Segmentation mask data

◇ ◇ ◇ ◇ ◇ ◇ ◇

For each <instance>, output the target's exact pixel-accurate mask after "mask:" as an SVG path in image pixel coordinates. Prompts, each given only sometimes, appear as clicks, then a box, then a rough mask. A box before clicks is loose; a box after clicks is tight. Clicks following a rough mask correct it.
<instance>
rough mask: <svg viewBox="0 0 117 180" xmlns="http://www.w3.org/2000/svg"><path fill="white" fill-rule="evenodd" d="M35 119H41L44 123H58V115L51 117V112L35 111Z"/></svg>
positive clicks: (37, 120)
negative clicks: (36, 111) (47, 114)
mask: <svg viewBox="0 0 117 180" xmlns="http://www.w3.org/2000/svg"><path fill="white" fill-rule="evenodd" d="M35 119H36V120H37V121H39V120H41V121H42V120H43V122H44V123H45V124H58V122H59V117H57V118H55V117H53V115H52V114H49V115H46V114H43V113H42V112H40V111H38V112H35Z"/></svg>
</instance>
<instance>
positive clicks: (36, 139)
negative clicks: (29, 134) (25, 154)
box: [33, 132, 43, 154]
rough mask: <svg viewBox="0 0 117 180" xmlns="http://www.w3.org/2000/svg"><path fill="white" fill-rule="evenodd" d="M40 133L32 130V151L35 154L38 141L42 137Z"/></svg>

◇ ◇ ◇ ◇ ◇ ◇ ◇

_WHAT IS REQUIRED_. Your answer should repeat every entry exactly.

_ANSWER FOR THIS EXERCISE_.
For each <instance>, output the target's exact pixel-accurate mask after "mask:" as an SVG path in image pixel coordinates. Prompts, each given only sometimes, appear as clicks, then a box, then a rough mask. A box before clicks is loose; a box after clicks is tight. Clicks following a rough mask correct it.
<instance>
rough mask: <svg viewBox="0 0 117 180" xmlns="http://www.w3.org/2000/svg"><path fill="white" fill-rule="evenodd" d="M35 119H41L44 123H58V115L51 117V112L35 111Z"/></svg>
positive clicks: (37, 120)
negative clicks: (36, 111) (47, 114)
mask: <svg viewBox="0 0 117 180" xmlns="http://www.w3.org/2000/svg"><path fill="white" fill-rule="evenodd" d="M35 119H36V120H37V121H39V120H41V121H42V120H43V122H44V123H45V124H58V122H59V117H57V118H55V117H53V115H52V114H49V115H46V114H43V113H42V112H40V111H38V112H35Z"/></svg>
</instance>
<instance>
positive clicks: (36, 139)
negative clicks: (29, 134) (25, 154)
box: [33, 132, 43, 154]
rough mask: <svg viewBox="0 0 117 180" xmlns="http://www.w3.org/2000/svg"><path fill="white" fill-rule="evenodd" d="M40 133L32 130V151L35 154L38 141L42 137Z"/></svg>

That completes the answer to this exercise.